> [EXERCISE INSTRUCTIONS]
- A) From the lucid dreaming workbook, list every situation the poster picked for Monday as a moment to check awareness.
- B) According to the lucid dreaming workbook, at what time of day does the poster set the day's goals?
- C) Extend the lucid dreaming workbook, picking up right after its final sentence.

> [GIVEN TEXT]
## START

# Lucid Dreaming > DV Academy > Current Courses > General Lucid Dreaming >  >  LiquidOneiro's General Lucid Dreaming workbook

## LiquidOneiro

Hi, I'm Liquid starting my workbook so I can track the progress of my recall!  :smiley: 

*1. Improve dream recall.*

*2. Set up dream goals.*
Goals for the month of March: Remember 1 dream every night(or 31 dreams), have 1 Lucid dream.

*3. Practice technique.*

*MILD: 
Focus on improving awareness.*
*Monday: Check awareness when;**I write anything down/I feel pain or discomfort/when I hear my name/I drink something*

*[X]*Did I fail to check if I was Dreaming on the first opportunity of the day for each?

----------


## LiquidOneiro

I failed to RC the first time I experienced my goals today. 

I will continue to set goals like these every day until I can RC on the first opportunity for each on the given day for an entire week. 

I continue of course to RC throughout the day, but I am using whether or not I remember to RC the first time I experience each one on the given day to see if my awareness is high enough to catch it without having to remind myself previously. I set my goals for the day when i wake up in the morning.

## END

> [GIVEN DATA]
## START

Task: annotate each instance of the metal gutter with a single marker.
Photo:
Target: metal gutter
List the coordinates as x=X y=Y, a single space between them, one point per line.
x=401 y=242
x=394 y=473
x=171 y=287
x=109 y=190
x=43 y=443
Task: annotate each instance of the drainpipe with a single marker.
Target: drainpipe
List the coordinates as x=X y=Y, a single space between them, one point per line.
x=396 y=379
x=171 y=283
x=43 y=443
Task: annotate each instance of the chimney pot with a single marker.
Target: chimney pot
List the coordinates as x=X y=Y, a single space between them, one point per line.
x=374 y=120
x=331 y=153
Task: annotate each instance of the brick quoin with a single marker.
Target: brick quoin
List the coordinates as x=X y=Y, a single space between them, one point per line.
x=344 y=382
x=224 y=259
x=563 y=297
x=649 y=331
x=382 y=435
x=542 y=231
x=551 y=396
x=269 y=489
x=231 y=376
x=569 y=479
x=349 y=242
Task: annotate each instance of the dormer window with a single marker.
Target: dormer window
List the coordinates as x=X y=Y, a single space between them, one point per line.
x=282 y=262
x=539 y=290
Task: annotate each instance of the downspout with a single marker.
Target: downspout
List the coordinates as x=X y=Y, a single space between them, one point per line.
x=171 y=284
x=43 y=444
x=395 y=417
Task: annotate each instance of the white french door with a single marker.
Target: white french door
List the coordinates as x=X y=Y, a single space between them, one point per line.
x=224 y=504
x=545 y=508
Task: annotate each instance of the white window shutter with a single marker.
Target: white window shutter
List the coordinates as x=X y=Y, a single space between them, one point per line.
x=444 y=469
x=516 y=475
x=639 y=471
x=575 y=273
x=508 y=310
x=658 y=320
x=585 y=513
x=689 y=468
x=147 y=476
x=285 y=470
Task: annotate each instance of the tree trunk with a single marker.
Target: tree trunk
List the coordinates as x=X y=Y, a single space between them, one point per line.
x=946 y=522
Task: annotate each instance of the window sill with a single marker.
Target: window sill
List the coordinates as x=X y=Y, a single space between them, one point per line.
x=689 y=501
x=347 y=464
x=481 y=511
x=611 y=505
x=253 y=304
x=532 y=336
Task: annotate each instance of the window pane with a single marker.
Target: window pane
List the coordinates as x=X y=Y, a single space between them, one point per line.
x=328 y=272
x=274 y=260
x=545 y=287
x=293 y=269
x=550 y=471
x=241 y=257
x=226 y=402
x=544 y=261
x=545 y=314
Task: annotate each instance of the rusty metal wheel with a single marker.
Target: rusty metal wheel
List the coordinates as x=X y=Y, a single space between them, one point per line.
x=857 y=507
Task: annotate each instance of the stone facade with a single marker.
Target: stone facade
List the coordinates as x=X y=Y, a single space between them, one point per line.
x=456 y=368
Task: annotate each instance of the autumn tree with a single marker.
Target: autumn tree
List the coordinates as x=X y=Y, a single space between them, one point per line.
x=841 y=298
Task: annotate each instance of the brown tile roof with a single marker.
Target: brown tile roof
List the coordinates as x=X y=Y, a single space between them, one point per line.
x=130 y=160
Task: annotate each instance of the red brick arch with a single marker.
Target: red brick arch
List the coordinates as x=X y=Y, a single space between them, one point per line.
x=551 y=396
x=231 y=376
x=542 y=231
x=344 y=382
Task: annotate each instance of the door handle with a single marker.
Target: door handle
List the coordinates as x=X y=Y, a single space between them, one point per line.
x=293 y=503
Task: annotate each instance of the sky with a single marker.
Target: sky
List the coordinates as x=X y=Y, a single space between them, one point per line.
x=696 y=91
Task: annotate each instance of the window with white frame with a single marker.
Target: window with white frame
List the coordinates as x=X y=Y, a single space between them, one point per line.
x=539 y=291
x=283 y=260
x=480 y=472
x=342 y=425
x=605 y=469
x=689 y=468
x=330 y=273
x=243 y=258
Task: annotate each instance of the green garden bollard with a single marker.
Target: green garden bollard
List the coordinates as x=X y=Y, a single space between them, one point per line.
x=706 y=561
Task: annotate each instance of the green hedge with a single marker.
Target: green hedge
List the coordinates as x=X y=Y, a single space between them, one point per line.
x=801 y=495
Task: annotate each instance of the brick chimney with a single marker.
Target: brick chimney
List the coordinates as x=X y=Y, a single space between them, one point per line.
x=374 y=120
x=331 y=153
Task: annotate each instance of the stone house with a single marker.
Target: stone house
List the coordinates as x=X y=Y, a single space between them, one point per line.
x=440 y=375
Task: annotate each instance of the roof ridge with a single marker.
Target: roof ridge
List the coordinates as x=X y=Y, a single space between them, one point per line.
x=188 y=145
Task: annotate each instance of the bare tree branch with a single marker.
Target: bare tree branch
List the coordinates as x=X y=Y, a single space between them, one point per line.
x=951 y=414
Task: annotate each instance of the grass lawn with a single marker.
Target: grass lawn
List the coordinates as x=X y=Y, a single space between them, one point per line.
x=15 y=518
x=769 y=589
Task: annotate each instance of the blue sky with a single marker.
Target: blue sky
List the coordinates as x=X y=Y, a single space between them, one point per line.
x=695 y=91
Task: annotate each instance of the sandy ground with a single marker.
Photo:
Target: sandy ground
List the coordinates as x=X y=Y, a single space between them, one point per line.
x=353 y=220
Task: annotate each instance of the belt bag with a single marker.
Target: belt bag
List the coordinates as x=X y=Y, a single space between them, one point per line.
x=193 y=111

## END

> [RESULTS BY TASK]
- A)
- Writing anything down
- Feeling pain or discomfort
- Hearing their name
- Drinking something

- B) When they wake up in the morning.

- C)
I remember only a fragment of 1 dream last night.

----------


## Matte87

Hey LiquidOneiro! 

Sorry for not noticing your thread earlier, this class is usually pretty dead unless a competition is up and running  :smiley: 

That's a great goal's list you've got there. If you want to get into the habit of RC'ing you can always set an alarm to sound every thirty minutes or so until you remember to do it on your own. 

Keep up with the DJ'ing and you'll see progress soon enough. Keep on trying and keep your motivation up!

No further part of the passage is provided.